**TASK**
The output should consist solely of the lines running from the one that contains "Return one point per instance of the dark trousers" through the end of the records below, copied exactly.

*** Opening PROVIDED DATA ***

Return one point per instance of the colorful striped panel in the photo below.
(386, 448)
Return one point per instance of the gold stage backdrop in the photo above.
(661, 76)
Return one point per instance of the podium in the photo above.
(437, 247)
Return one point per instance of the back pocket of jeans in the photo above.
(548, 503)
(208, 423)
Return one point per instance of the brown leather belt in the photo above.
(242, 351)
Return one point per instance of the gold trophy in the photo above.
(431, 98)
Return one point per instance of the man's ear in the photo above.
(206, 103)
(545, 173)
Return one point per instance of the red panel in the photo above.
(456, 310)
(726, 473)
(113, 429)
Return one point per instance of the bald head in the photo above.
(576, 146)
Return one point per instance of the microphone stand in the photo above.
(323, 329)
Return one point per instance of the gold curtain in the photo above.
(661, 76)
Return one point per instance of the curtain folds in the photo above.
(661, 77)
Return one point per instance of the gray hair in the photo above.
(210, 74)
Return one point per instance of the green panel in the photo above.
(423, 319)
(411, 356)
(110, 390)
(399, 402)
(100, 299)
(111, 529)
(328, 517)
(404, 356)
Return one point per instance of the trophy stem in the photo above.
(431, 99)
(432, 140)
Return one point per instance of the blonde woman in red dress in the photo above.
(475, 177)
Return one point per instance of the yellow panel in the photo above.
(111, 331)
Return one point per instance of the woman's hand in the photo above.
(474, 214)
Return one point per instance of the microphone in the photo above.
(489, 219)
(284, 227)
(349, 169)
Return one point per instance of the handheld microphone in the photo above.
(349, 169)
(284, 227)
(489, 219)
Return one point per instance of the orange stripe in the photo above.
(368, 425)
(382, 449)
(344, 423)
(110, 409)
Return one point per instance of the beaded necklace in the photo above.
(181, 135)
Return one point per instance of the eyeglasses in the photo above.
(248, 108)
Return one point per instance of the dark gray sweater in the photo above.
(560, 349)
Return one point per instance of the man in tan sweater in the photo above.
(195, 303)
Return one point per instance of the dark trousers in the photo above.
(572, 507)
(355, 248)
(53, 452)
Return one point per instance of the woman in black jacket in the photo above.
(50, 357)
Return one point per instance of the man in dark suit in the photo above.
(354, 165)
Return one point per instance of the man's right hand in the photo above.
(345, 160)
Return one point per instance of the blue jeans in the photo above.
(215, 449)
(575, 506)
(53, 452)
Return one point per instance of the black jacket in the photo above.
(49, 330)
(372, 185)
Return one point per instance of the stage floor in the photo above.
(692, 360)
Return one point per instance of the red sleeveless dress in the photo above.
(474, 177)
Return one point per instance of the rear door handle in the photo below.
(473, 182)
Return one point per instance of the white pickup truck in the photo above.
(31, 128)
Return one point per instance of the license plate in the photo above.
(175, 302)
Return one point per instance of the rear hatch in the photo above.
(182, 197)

*** Closing PROVIDED DATA ***

**SOLUTION**
Return one point per instance of the dark trousers in the photo above.
(572, 507)
(355, 248)
(53, 452)
Return one point per instance of the woman in black jacket in the photo above.
(50, 357)
Return one point per instance of the man in dark suit in the photo above.
(354, 165)
Return one point per instance of the man's right hand in the photo above.
(345, 160)
Return one point per instance of the blue jeans in the photo above.
(215, 449)
(575, 506)
(53, 452)
Return one point per instance of the black jacket in the photo above.
(49, 330)
(372, 185)
Return one point per instance of the stage floor in the photo above.
(692, 360)
Return one point per instance of the red sleeveless dress in the photo above.
(474, 177)
Return one point per instance of the rear door handle in the photo below.
(473, 182)
Return one point per instance of the white pickup truck in the photo above.
(31, 128)
Return one point per instance of the license plate in the photo above.
(175, 302)
Return one point per instance of the rear hatch in the photo above.
(182, 197)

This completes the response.